▶ **Exercise set**:
A. Summarize the K-Steering package description in two sentences.
B. Pick up the K-Steering package description after its final line and write what comes next.

▶ **Text to read**:

The framework is based on the paper Beyond Linear Steering: Unified Multi-Attribute Control for Language Models, which introduces Non-Linear K-Steering as a principled alternative to linear combinations of steering vectors for multi-attribute control.

K-Steering Intro Figure 1. An illustration of gradient-based K-Steering. For an activation vector A, we calculate a steering loss that penalizes higher logits from a classifier on A for undesired labels and rewards higher logits for desired labels. By backpropagating this loss through the classifier, we obtain the steered activations $A' = A − α∆L$

In addition to K-Steering, the package also includes an implementation of Contrastive Activation Addition (CAA) for comparison and baseline steering experiments.

✨ Features

K-Steering–based multi-attribute control with support for non-linear steering
Native Contrastive Activation Addition (CAA) integration
Flexible, modular configuration for steering behavior and classifier training
Predefined behavioral tasks for rapid prototyping and experimentation
Automatic parameter sweeps to find optimal steering coefficients via binary search
Seamless dataset integration, supporting both Hugging Face and local datasets
Built for research and interpretability, enabling controlled and analyzable generation workflows

Quick Start

Get K-Steering running in minutes!!

Try it in Google Colab

You can explore K-Steering without any local setup using the Colab notebook below.

👉 K-Steering Colab Notebook.

(Includes installation, training, and inference examples)

The Colab notebook mirrors the examples below and is the recommended way to get started quickly.

📘 Documentation

For detailed explanations of the core concepts, terminology, and configuration arguments used throughout the package, see the Documentation.

Prerequisites

Python 3.12 or higher
uv - Fast Python package installer and resolver

To install uv, follow the instructions at https://docs.astral.sh/uv/getting-started/installation/

Installation

For now, we recommend running K-Steering locally from the root directory:

uv sync # for Environment Setup

This will create the environment and install all required dependencies.

API Usage

See Examples for Complete Scripts for Training Different Steering Models

K-Steering (Non-Linear Steering)

This example shows how to use K-Steering to guide a language model’s behavior by training lightweight steering classifiers and applying them during inference.

1️⃣ Load Required Modules

from k_steering.steering.config import SteeringConfig
from k_steering.steering.k_steer import KSteering

2️⃣ Select a Base Model

# Hugging Face model to be steered
MODEL_NAME = "unsloth/Llama-3.2-1B-Instruct"

3️⃣ Configure Steering

Define which layers are used to train and apply steering.

steering_config = SteeringConfig(
    train_layer=1,          # Layer used to train the steering classifier
    steer_layers=[1, 3],    # Layers where steering is applied
)

4️⃣ Task and Generation Settings

TASK_NAME = "debates"       # e.g., "debates" or "tones"

Entries pointing to labeled objects:
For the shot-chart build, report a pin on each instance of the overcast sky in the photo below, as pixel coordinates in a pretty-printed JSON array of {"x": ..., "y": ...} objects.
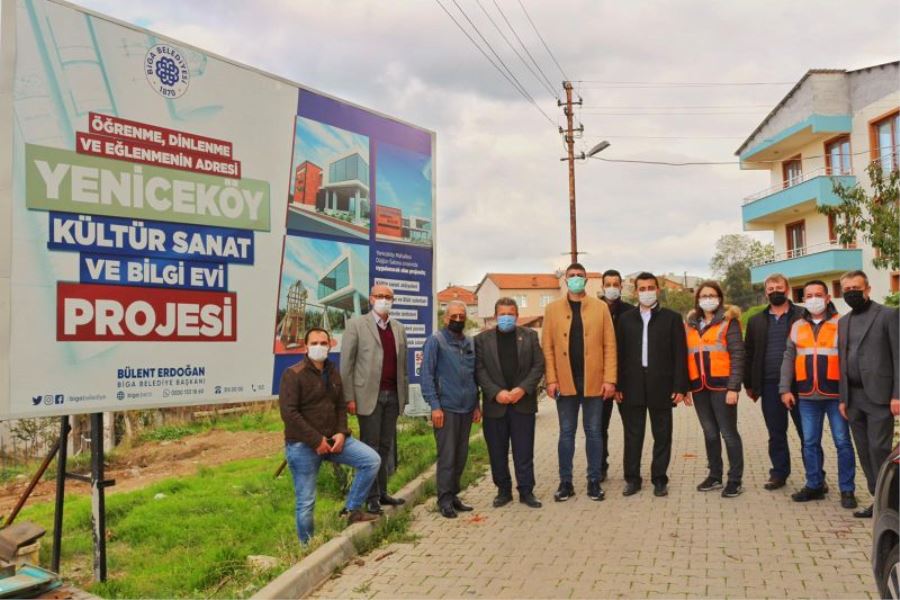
[{"x": 502, "y": 193}]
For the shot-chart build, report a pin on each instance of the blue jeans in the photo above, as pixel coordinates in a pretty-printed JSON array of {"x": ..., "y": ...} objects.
[
  {"x": 812, "y": 413},
  {"x": 305, "y": 463},
  {"x": 567, "y": 411}
]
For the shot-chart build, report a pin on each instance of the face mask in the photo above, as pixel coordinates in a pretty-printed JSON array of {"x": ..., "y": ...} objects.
[
  {"x": 815, "y": 306},
  {"x": 506, "y": 323},
  {"x": 855, "y": 299},
  {"x": 456, "y": 326},
  {"x": 576, "y": 284},
  {"x": 317, "y": 353},
  {"x": 709, "y": 304},
  {"x": 382, "y": 306},
  {"x": 777, "y": 298},
  {"x": 647, "y": 298}
]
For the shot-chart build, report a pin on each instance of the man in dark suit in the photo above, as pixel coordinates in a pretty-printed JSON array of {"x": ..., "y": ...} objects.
[
  {"x": 509, "y": 364},
  {"x": 612, "y": 295},
  {"x": 870, "y": 382},
  {"x": 652, "y": 349}
]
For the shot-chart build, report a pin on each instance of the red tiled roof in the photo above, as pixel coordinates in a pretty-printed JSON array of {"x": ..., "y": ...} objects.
[
  {"x": 523, "y": 281},
  {"x": 455, "y": 292}
]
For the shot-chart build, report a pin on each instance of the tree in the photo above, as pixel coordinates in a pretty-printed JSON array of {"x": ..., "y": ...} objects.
[
  {"x": 735, "y": 254},
  {"x": 875, "y": 218}
]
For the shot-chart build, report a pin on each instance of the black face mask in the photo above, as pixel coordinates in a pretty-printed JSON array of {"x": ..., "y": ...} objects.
[
  {"x": 855, "y": 299},
  {"x": 456, "y": 326},
  {"x": 777, "y": 298}
]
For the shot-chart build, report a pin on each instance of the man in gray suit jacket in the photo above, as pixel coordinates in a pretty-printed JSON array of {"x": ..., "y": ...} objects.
[
  {"x": 376, "y": 383},
  {"x": 870, "y": 381},
  {"x": 509, "y": 365}
]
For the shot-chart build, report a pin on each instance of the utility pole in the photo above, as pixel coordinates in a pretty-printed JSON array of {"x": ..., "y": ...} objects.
[{"x": 570, "y": 145}]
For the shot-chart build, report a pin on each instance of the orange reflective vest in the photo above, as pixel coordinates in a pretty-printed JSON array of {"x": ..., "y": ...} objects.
[
  {"x": 709, "y": 364},
  {"x": 816, "y": 367}
]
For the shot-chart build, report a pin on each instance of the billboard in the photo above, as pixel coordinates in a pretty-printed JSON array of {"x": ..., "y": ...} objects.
[{"x": 174, "y": 222}]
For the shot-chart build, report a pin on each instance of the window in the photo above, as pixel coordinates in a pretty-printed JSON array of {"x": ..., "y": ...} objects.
[
  {"x": 792, "y": 170},
  {"x": 836, "y": 291},
  {"x": 837, "y": 156},
  {"x": 796, "y": 238},
  {"x": 885, "y": 141}
]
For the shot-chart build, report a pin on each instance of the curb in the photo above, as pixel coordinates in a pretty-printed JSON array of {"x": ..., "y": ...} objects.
[{"x": 308, "y": 574}]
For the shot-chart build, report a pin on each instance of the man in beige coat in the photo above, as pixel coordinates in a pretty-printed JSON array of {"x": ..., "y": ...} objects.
[
  {"x": 580, "y": 356},
  {"x": 376, "y": 383}
]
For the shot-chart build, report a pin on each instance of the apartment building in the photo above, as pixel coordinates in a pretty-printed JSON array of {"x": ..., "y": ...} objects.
[{"x": 828, "y": 128}]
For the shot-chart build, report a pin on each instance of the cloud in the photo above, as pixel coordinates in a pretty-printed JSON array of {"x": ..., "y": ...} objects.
[{"x": 502, "y": 194}]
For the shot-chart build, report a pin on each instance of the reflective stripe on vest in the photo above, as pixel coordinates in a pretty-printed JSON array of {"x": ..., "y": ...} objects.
[
  {"x": 816, "y": 367},
  {"x": 709, "y": 364}
]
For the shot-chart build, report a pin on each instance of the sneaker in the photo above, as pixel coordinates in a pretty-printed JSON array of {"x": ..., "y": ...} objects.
[
  {"x": 732, "y": 490},
  {"x": 565, "y": 491},
  {"x": 848, "y": 500},
  {"x": 806, "y": 494},
  {"x": 594, "y": 491},
  {"x": 709, "y": 484}
]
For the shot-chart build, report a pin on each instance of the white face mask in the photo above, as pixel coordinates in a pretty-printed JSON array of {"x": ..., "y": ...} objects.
[
  {"x": 647, "y": 299},
  {"x": 317, "y": 353},
  {"x": 709, "y": 304},
  {"x": 382, "y": 306},
  {"x": 815, "y": 306}
]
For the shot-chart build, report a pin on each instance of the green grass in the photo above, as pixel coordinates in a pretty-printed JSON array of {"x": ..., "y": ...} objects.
[{"x": 193, "y": 541}]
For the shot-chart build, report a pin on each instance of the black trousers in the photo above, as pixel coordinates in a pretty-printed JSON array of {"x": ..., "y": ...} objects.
[
  {"x": 517, "y": 428},
  {"x": 872, "y": 426},
  {"x": 604, "y": 426},
  {"x": 634, "y": 421},
  {"x": 379, "y": 432},
  {"x": 453, "y": 452}
]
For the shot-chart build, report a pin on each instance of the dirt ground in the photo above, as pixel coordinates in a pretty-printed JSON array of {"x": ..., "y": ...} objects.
[{"x": 152, "y": 461}]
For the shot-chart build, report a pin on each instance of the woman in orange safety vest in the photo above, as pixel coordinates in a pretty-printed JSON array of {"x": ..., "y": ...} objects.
[{"x": 716, "y": 369}]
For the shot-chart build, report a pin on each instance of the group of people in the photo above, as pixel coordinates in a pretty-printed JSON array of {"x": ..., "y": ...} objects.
[{"x": 802, "y": 362}]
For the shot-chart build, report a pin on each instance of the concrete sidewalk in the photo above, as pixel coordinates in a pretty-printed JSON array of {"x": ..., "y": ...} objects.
[{"x": 689, "y": 544}]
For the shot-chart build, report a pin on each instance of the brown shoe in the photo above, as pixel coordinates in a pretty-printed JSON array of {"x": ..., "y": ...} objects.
[
  {"x": 774, "y": 483},
  {"x": 360, "y": 516}
]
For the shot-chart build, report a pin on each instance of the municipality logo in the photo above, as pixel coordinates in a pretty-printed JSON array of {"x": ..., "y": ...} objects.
[{"x": 167, "y": 70}]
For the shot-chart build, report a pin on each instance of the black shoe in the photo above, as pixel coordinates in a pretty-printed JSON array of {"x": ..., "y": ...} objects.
[
  {"x": 594, "y": 491},
  {"x": 459, "y": 506},
  {"x": 565, "y": 491},
  {"x": 774, "y": 483},
  {"x": 848, "y": 500},
  {"x": 732, "y": 489},
  {"x": 502, "y": 499},
  {"x": 806, "y": 494},
  {"x": 631, "y": 488},
  {"x": 386, "y": 500},
  {"x": 529, "y": 499},
  {"x": 709, "y": 484}
]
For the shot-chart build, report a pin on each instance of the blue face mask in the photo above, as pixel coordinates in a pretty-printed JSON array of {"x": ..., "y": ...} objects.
[
  {"x": 506, "y": 323},
  {"x": 576, "y": 284}
]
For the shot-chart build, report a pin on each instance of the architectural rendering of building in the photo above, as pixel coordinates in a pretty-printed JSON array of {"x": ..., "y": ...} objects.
[{"x": 829, "y": 127}]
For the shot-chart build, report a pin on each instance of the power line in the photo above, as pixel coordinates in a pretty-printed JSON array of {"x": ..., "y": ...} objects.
[
  {"x": 499, "y": 70},
  {"x": 527, "y": 52},
  {"x": 546, "y": 47}
]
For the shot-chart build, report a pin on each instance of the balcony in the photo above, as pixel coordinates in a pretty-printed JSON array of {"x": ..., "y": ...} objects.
[
  {"x": 810, "y": 261},
  {"x": 772, "y": 206}
]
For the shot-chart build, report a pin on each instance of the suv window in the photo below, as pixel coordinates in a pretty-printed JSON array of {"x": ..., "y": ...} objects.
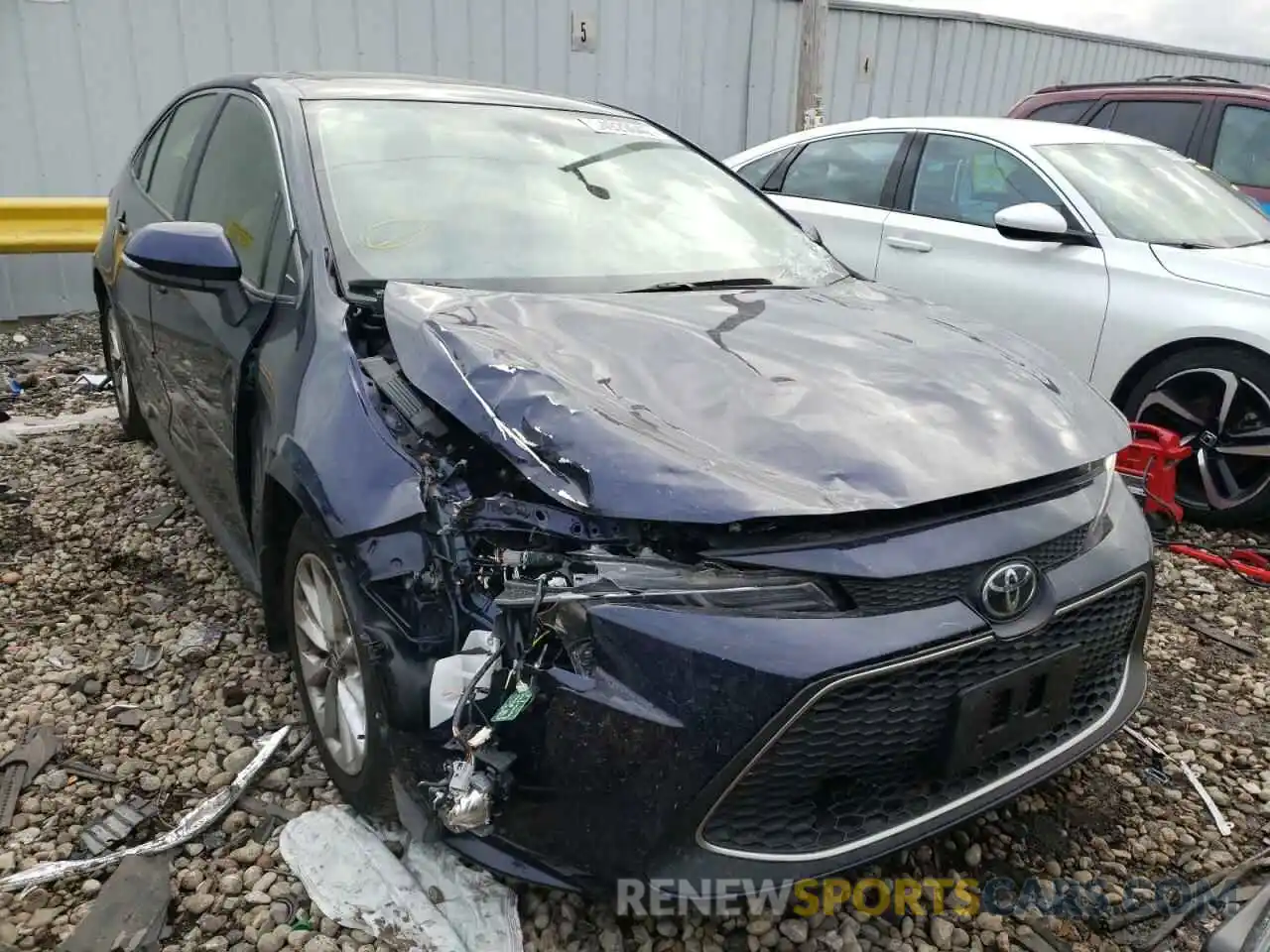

▶ **The responses**:
A. The package implements Non-Linear K-Steering, based on the paper Beyond Linear Steering: Unified Multi-Attribute Control for Language Models, as an alternative to linear combinations of steering vectors for multi-attribute control, and it also includes Contrastive Activation Addition (CAA) for comparison and baseline experiments. It can be tried in a Colab notebook or run locally with uv on Python 3.12 or higher, and its usage example loads the modules, selects a Hugging Face model, sets the layers for training and steering, and picks a task such as "debates."

B.
MAX_NEW_TOKENS = 100        # Maximum number of tokens to generate
MAX_SAMPLES = 10            # Maximum number of samples for training

GENERATION_KWARGS = {
    "max_new_tokens": MAX_NEW_TOKENS,
    "temperature": 1.0,
    "top_p": 0.9,
}

5️⃣ Initialize K-Steering

Wrap the base model with K-Steering.

steer_model = KSteering(
    model_name=MODEL_NAME,
    steering_config=steering_config,
)

6️⃣ Train Steering Classifiers

Train steering classifiers on task-specific data. Remove max_samples to use the full dataset.

steer_model.fit(
    task=TASK_NAME,
    max_samples=MAX_SAMPLES,
)

7️⃣ Generate Steered Outputs

prompts = [
    "Are political ideologies evolving in response to global challenges?"
]

output = steer_model.get_steered_output(
    prompts,
    target_labels=["Empirical Grounding"],     # Behaviors to encourage
    avoid_labels=["Straw Man Reframing"],      # Behaviors to suppress
    generation_kwargs=GENERATION_KWARGS,
)

print(output)

CAA Steering

k-steering Package also includes an implementation of Contrastive Activation Addition (CAA) paper for linear steering baselines.

from k_steering.steering.k_steer import CAASteering
from k_steering.steering.config import SteeringConfig

# Hugging Face model to be steered
MODEL_NAME = "unsloth/Llama-3.2-1B-Instruct"

# Define how and where steering classifiers are trained and applied
steering_config = SteeringConfig(
    train_layer=1,          # Layer index used to train the steering vectors
    pos = -1,               # Token Position used to extract hidden activations
    steer_layers=[1, 3],    # Layers where the steering will be applied
)

# Name of the task used to load training data
# (e.g., "debates" or "tones")
TASK_NAME = "debates"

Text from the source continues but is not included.